PROBLEM> Word for word, restate the records that appear below.

RECORD EXTRACTS START

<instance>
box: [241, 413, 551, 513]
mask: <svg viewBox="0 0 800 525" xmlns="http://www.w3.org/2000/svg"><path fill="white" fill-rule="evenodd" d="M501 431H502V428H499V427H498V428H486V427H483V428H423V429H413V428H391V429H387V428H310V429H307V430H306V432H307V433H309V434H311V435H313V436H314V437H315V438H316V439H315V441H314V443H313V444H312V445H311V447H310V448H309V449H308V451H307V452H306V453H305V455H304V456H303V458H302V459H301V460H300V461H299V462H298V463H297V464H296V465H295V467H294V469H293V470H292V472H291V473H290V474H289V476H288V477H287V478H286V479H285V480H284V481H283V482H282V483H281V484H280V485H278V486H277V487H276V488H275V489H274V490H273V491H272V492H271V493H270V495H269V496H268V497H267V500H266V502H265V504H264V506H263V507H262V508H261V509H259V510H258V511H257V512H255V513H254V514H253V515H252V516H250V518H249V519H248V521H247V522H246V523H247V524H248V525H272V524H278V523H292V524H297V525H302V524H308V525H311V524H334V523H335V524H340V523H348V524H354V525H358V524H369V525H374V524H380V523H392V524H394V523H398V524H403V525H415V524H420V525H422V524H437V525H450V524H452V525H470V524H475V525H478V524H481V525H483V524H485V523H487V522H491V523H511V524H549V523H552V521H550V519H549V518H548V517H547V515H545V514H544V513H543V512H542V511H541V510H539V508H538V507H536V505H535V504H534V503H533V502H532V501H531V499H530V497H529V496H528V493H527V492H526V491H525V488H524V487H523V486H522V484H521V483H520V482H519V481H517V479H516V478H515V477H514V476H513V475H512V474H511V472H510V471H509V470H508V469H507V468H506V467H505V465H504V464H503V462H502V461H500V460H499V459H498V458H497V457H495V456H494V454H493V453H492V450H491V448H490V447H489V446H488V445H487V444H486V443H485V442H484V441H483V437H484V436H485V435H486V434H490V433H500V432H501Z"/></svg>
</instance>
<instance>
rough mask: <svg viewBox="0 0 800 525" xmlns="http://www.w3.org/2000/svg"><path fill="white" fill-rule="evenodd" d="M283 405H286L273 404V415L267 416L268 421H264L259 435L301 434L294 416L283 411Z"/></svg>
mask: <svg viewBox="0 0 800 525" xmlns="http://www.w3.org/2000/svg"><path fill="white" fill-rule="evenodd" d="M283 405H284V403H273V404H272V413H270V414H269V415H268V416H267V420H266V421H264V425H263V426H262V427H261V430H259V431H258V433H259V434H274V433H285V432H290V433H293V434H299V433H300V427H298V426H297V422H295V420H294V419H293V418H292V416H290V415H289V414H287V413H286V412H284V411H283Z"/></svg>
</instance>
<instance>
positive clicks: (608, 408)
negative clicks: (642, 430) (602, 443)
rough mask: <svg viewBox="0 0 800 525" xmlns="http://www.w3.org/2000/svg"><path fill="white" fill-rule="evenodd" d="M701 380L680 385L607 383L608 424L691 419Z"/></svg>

RECORD EXTRACTS END

SOLUTION TO THIS EXERCISE>
<instance>
box: [241, 413, 551, 513]
mask: <svg viewBox="0 0 800 525" xmlns="http://www.w3.org/2000/svg"><path fill="white" fill-rule="evenodd" d="M501 431H502V428H499V427H498V428H486V427H483V428H423V429H413V428H391V429H387V428H310V429H307V430H306V432H307V433H309V434H311V435H313V436H314V437H315V438H316V439H315V441H314V443H313V444H312V445H311V447H310V448H309V449H308V451H307V452H306V453H305V455H304V456H303V458H302V459H301V460H300V461H299V462H298V463H297V464H296V465H295V467H294V469H293V470H292V472H291V473H290V474H289V476H288V477H287V478H286V479H285V480H284V481H283V482H282V483H281V484H280V485H278V486H277V487H276V488H275V489H274V490H273V491H272V492H271V493H270V495H269V496H268V497H267V500H266V502H265V504H264V506H263V507H262V508H261V509H259V510H258V511H257V512H255V513H254V514H253V515H252V516H250V518H249V519H248V521H247V522H246V523H247V524H248V525H272V524H278V523H292V524H297V525H302V524H308V525H311V524H334V523H335V524H340V523H348V524H354V525H358V524H369V525H374V524H380V523H392V524H394V523H398V524H403V525H415V524H420V525H422V524H437V525H450V524H452V525H470V524H475V525H478V524H481V525H483V524H485V523H487V522H491V523H511V524H549V523H552V521H550V519H549V518H548V517H547V515H545V514H544V513H543V512H542V511H541V510H539V508H538V507H536V505H535V504H534V503H533V502H532V501H531V499H530V497H529V496H528V493H527V492H526V491H525V488H524V487H523V486H522V484H521V483H520V482H519V481H517V479H516V478H515V477H514V476H513V475H512V474H511V472H510V471H509V470H508V469H507V468H506V467H505V465H504V464H503V462H502V461H500V460H499V459H498V458H497V457H495V456H494V454H493V453H492V450H491V448H490V447H489V446H488V445H487V444H486V443H485V442H484V441H483V437H484V436H485V435H486V434H490V433H500V432H501Z"/></svg>
</instance>
<instance>
rough mask: <svg viewBox="0 0 800 525" xmlns="http://www.w3.org/2000/svg"><path fill="white" fill-rule="evenodd" d="M283 405H286L273 404V415L267 416L268 421H264L259 435L301 434L294 416L283 411Z"/></svg>
mask: <svg viewBox="0 0 800 525" xmlns="http://www.w3.org/2000/svg"><path fill="white" fill-rule="evenodd" d="M283 405H284V403H273V404H272V413H270V414H269V415H268V416H267V420H266V421H264V425H263V426H262V427H261V430H259V431H258V433H259V434H274V433H285V432H290V433H293V434H299V433H300V427H298V426H297V422H295V420H294V419H293V418H292V416H290V415H289V414H287V413H286V412H284V411H283Z"/></svg>
</instance>
<instance>
positive clicks: (608, 408)
negative clicks: (642, 430) (602, 443)
rough mask: <svg viewBox="0 0 800 525" xmlns="http://www.w3.org/2000/svg"><path fill="white" fill-rule="evenodd" d="M701 380L680 385L607 383L608 424L691 419Z"/></svg>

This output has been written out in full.